TO DO → Of all the lines below, output only those starting at the one with "Target: stone building facade" and ending at the one with "Where can the distant building", both ends included, exactly as written.
----- RECORD SET -----
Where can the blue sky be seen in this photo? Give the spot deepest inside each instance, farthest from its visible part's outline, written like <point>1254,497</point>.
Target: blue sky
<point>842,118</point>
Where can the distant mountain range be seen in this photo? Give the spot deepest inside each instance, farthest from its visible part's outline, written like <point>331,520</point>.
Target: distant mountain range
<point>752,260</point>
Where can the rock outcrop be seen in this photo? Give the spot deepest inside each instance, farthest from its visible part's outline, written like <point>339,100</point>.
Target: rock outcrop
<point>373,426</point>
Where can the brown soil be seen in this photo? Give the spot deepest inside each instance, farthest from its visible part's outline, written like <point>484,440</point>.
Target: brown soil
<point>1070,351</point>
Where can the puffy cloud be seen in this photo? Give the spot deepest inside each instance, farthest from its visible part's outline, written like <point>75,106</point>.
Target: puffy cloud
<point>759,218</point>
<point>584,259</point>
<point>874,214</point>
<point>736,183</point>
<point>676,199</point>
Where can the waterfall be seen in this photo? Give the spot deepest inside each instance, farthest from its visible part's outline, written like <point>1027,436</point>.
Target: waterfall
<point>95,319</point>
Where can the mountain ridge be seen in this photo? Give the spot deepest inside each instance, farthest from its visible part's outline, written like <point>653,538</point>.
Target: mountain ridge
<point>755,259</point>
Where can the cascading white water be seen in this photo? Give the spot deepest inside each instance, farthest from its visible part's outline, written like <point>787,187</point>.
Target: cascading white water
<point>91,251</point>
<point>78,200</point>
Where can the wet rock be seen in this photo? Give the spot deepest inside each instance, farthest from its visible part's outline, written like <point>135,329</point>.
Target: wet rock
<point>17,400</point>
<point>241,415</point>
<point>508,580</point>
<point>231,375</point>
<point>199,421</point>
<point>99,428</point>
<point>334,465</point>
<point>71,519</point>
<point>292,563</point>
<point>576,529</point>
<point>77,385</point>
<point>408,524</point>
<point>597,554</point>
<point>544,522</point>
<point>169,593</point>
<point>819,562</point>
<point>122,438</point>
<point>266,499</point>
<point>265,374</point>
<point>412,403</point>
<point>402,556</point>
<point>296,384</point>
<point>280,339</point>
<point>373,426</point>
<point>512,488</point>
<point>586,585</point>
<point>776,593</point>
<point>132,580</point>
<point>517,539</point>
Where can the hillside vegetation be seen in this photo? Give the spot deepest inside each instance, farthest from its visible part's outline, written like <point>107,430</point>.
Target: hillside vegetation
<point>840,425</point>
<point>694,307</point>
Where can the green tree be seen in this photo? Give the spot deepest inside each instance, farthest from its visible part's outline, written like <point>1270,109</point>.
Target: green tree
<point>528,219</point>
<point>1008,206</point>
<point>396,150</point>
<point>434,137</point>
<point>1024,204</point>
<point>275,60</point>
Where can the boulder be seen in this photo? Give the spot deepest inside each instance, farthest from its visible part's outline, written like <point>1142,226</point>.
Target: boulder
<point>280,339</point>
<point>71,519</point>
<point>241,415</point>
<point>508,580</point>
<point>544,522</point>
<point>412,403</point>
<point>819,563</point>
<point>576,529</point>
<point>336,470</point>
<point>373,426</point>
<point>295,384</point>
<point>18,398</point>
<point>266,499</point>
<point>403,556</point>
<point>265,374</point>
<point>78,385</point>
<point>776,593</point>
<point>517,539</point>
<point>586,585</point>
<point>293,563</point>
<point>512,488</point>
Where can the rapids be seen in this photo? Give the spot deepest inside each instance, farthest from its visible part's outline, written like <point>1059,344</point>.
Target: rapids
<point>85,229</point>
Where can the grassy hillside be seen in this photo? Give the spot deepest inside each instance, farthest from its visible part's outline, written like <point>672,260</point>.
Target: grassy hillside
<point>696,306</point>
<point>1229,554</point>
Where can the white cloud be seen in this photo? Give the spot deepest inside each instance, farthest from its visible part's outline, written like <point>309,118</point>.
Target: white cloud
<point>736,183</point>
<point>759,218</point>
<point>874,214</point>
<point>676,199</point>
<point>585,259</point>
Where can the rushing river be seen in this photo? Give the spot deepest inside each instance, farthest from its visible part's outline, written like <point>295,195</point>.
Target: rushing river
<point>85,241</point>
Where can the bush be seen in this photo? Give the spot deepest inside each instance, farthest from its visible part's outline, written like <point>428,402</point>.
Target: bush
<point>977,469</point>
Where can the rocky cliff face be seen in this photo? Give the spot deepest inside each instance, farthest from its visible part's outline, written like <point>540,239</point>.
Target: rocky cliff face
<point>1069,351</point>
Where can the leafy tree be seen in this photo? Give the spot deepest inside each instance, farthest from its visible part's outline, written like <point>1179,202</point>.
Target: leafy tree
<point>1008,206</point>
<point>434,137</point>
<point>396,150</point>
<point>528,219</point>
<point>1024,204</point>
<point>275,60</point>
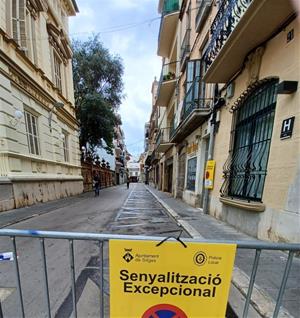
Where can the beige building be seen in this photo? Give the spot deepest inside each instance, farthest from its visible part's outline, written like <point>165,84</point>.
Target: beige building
<point>39,152</point>
<point>229,87</point>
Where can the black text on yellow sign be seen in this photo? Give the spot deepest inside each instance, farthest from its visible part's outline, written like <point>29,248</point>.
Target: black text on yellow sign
<point>146,280</point>
<point>209,174</point>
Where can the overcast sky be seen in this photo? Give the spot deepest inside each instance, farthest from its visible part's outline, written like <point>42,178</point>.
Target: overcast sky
<point>128,28</point>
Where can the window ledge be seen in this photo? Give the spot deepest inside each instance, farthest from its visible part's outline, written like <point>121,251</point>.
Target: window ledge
<point>250,206</point>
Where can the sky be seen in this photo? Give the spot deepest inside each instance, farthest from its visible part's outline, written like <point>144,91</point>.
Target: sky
<point>128,28</point>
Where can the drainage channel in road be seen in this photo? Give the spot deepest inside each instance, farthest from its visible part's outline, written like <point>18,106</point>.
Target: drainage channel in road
<point>143,214</point>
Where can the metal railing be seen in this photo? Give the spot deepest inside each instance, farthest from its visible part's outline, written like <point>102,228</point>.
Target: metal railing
<point>172,128</point>
<point>168,71</point>
<point>103,238</point>
<point>228,16</point>
<point>202,13</point>
<point>170,6</point>
<point>163,136</point>
<point>185,46</point>
<point>194,98</point>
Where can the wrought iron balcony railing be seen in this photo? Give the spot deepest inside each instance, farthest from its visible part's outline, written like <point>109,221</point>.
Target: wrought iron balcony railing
<point>228,16</point>
<point>170,6</point>
<point>162,136</point>
<point>168,71</point>
<point>202,13</point>
<point>194,98</point>
<point>185,46</point>
<point>172,128</point>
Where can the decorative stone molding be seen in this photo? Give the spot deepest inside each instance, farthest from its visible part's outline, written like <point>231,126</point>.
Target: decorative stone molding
<point>247,92</point>
<point>253,64</point>
<point>249,206</point>
<point>29,88</point>
<point>59,41</point>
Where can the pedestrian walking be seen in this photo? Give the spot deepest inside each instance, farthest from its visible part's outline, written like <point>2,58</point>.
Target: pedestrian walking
<point>96,182</point>
<point>127,179</point>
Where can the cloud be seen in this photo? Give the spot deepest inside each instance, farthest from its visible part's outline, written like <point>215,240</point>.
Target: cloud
<point>136,46</point>
<point>130,4</point>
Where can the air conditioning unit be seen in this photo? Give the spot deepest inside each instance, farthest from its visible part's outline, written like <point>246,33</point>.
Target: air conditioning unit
<point>203,11</point>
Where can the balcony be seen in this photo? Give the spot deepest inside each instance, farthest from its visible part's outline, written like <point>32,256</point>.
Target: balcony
<point>162,140</point>
<point>185,48</point>
<point>204,7</point>
<point>239,27</point>
<point>118,151</point>
<point>167,84</point>
<point>195,111</point>
<point>168,22</point>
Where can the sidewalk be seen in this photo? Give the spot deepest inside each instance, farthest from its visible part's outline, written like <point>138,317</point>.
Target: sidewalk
<point>271,264</point>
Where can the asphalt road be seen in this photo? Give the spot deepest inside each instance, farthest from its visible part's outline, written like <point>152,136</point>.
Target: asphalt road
<point>116,210</point>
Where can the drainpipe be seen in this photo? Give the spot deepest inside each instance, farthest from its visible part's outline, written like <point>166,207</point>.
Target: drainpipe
<point>218,102</point>
<point>209,157</point>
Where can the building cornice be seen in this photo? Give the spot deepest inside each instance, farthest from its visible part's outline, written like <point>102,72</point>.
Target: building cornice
<point>27,84</point>
<point>37,159</point>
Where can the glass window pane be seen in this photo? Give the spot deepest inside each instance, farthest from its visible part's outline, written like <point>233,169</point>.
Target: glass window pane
<point>252,143</point>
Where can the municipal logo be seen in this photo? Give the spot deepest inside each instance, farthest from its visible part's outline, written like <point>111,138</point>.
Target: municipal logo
<point>164,311</point>
<point>128,256</point>
<point>200,258</point>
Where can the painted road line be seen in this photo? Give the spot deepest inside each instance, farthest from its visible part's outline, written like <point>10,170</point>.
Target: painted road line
<point>7,256</point>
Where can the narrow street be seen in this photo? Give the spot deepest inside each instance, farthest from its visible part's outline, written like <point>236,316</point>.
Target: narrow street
<point>117,210</point>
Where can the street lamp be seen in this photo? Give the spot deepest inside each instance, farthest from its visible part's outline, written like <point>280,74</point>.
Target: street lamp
<point>55,105</point>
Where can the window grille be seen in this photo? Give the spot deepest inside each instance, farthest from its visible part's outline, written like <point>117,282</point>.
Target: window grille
<point>246,167</point>
<point>57,70</point>
<point>32,133</point>
<point>191,174</point>
<point>31,51</point>
<point>65,146</point>
<point>18,22</point>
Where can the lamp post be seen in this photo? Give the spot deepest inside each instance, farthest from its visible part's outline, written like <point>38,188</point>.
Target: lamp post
<point>55,105</point>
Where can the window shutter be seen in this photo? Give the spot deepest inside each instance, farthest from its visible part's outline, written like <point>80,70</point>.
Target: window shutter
<point>22,23</point>
<point>33,40</point>
<point>14,18</point>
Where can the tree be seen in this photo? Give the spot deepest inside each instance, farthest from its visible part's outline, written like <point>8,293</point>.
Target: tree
<point>98,89</point>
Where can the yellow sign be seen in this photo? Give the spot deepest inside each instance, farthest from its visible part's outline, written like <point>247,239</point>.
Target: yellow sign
<point>209,174</point>
<point>169,280</point>
<point>192,148</point>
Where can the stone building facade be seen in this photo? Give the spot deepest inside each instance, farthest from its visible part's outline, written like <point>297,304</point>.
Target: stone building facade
<point>229,85</point>
<point>39,149</point>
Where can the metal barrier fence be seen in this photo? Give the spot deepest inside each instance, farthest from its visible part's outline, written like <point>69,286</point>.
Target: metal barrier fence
<point>101,238</point>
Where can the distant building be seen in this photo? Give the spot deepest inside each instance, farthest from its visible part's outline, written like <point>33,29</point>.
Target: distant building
<point>39,148</point>
<point>229,92</point>
<point>120,155</point>
<point>133,168</point>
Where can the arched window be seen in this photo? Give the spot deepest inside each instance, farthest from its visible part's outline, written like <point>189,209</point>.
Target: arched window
<point>246,169</point>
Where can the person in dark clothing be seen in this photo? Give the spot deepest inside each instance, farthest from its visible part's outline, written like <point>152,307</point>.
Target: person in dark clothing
<point>96,184</point>
<point>127,179</point>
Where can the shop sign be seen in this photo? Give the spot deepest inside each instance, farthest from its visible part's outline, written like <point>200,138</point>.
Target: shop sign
<point>287,128</point>
<point>192,148</point>
<point>169,280</point>
<point>209,174</point>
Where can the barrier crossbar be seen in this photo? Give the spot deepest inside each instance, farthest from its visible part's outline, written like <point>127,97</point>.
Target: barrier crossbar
<point>258,246</point>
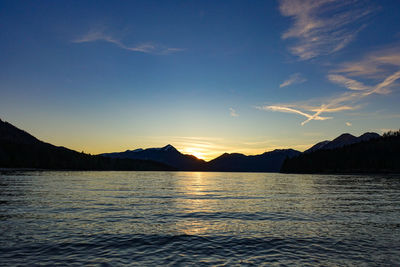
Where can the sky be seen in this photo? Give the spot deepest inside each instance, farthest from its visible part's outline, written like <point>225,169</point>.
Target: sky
<point>207,77</point>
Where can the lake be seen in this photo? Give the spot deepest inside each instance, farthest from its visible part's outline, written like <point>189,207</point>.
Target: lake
<point>198,218</point>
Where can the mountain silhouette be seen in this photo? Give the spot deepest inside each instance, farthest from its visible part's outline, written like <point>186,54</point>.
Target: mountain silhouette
<point>341,141</point>
<point>369,153</point>
<point>266,162</point>
<point>168,155</point>
<point>19,149</point>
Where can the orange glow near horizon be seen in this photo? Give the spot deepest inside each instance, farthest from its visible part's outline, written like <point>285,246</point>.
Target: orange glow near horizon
<point>197,152</point>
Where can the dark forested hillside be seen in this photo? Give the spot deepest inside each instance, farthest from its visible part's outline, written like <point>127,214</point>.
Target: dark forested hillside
<point>18,149</point>
<point>378,155</point>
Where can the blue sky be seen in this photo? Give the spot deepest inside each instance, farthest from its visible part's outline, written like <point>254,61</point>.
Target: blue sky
<point>206,76</point>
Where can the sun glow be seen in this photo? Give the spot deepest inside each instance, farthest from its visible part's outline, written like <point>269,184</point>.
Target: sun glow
<point>195,151</point>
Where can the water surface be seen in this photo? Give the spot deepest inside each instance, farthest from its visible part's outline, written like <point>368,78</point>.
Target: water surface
<point>184,218</point>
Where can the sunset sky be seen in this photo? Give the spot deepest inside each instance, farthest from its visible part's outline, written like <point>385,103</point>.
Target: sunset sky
<point>205,76</point>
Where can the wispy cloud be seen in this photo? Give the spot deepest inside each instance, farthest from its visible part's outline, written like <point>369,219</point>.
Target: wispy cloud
<point>295,78</point>
<point>147,47</point>
<point>376,64</point>
<point>383,71</point>
<point>233,112</point>
<point>296,111</point>
<point>322,27</point>
<point>348,83</point>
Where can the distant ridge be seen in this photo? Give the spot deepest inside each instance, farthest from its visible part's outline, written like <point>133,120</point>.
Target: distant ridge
<point>19,149</point>
<point>341,141</point>
<point>168,155</point>
<point>365,154</point>
<point>266,162</point>
<point>235,162</point>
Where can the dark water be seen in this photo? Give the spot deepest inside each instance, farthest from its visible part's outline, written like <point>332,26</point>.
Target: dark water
<point>183,219</point>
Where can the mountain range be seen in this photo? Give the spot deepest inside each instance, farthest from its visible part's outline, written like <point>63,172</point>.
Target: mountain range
<point>19,149</point>
<point>370,154</point>
<point>266,162</point>
<point>341,141</point>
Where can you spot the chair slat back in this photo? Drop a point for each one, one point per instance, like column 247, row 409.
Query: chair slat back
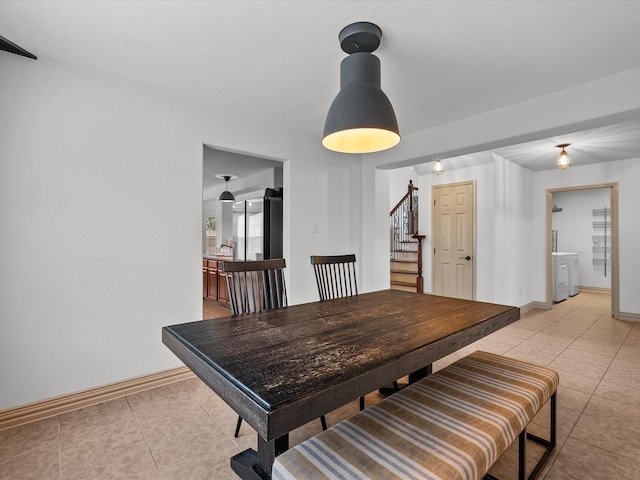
column 255, row 286
column 335, row 275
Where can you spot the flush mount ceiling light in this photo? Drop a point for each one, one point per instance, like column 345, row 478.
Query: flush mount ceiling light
column 563, row 159
column 438, row 167
column 361, row 118
column 226, row 196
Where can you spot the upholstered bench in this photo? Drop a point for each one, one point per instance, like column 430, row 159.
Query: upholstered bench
column 453, row 424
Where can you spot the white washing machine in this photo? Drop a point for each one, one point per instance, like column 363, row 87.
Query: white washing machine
column 574, row 274
column 560, row 276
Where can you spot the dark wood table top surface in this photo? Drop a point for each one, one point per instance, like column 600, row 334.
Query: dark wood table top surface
column 278, row 356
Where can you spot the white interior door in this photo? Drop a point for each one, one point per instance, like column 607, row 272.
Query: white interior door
column 453, row 239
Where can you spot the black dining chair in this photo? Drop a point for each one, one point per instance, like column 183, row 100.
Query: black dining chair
column 336, row 278
column 335, row 275
column 256, row 286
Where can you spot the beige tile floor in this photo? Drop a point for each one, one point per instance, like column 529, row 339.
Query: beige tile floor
column 184, row 431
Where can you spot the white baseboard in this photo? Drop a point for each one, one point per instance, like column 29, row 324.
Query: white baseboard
column 31, row 412
column 532, row 306
column 633, row 317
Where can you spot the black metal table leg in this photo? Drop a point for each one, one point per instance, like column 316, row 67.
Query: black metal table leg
column 252, row 465
column 413, row 377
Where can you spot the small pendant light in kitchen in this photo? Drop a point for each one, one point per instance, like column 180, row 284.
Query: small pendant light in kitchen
column 227, row 196
column 563, row 159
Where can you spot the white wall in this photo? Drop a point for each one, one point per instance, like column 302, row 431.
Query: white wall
column 575, row 231
column 101, row 207
column 399, row 182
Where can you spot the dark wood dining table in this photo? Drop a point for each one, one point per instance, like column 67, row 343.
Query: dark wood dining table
column 282, row 368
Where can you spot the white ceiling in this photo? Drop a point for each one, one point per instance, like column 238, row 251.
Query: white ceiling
column 277, row 62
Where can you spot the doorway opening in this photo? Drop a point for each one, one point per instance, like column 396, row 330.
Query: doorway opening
column 601, row 247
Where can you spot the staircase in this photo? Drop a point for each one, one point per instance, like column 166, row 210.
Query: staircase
column 406, row 244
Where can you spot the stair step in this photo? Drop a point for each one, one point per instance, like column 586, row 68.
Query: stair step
column 404, row 277
column 405, row 255
column 405, row 288
column 404, row 284
column 404, row 267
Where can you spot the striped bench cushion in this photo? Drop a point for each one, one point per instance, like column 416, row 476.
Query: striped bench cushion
column 454, row 424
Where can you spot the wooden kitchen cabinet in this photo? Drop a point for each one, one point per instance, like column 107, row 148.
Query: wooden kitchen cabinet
column 214, row 281
column 223, row 293
column 205, row 278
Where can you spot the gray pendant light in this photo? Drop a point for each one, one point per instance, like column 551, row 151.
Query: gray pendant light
column 361, row 118
column 227, row 196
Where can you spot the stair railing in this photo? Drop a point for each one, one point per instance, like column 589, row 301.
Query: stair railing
column 404, row 230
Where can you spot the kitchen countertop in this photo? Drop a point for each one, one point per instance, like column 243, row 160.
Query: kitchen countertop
column 220, row 258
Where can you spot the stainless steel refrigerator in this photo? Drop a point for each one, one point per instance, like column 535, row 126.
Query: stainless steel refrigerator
column 257, row 227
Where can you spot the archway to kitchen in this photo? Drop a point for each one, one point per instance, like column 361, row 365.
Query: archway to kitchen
column 236, row 230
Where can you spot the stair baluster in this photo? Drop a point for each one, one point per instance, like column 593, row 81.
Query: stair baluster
column 406, row 243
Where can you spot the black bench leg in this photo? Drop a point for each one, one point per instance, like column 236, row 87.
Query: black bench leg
column 522, row 447
column 522, row 455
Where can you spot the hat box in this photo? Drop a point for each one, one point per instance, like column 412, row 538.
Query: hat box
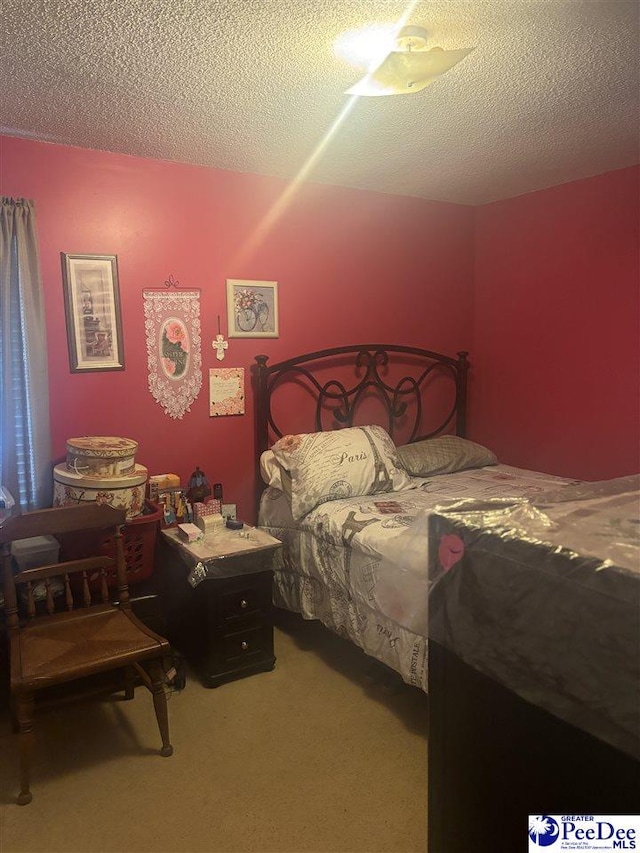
column 101, row 456
column 124, row 492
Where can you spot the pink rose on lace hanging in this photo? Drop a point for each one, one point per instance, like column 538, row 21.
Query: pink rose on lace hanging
column 450, row 551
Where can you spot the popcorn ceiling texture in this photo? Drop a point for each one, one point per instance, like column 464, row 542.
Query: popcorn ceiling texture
column 549, row 95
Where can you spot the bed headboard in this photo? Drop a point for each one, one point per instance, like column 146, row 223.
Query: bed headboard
column 413, row 393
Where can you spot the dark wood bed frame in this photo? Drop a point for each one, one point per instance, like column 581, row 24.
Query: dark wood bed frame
column 361, row 372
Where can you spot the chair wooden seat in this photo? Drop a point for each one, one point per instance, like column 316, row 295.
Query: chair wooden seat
column 63, row 636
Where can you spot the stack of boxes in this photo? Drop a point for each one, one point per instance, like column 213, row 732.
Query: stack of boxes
column 102, row 469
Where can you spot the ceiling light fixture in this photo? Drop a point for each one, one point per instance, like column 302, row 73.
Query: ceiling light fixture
column 410, row 68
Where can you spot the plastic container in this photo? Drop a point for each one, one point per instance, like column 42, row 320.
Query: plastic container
column 35, row 552
column 139, row 541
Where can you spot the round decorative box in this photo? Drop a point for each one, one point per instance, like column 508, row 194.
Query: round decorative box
column 124, row 492
column 101, row 456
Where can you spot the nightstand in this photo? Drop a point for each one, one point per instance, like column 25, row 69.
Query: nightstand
column 217, row 600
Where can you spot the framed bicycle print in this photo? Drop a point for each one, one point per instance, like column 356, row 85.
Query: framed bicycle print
column 92, row 310
column 252, row 308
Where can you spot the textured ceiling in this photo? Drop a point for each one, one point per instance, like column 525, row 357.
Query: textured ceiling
column 550, row 94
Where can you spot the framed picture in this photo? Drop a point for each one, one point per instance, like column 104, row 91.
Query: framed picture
column 252, row 308
column 92, row 309
column 229, row 511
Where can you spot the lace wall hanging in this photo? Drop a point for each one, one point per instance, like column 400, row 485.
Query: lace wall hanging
column 172, row 324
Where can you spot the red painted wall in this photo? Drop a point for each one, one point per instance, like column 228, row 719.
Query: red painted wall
column 351, row 266
column 555, row 384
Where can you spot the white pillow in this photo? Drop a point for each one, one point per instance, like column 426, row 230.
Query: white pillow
column 326, row 466
column 444, row 455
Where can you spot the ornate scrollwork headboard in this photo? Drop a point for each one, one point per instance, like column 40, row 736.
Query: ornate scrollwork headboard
column 416, row 393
-----
SOLUTION FOR THIS PROBLEM →
Target: stone building facade
<point>229,85</point>
<point>39,149</point>
Where can the metal barrier fence be seen in this photo? Give the spot deepest inside each instance, farthest from its visible part's outline, written like <point>69,286</point>.
Target: metal barrier fence
<point>101,238</point>
Where can the distant building be seen in this photo? Give the spot deepest inside each instance, farthest from its visible part's outline, written like <point>33,29</point>.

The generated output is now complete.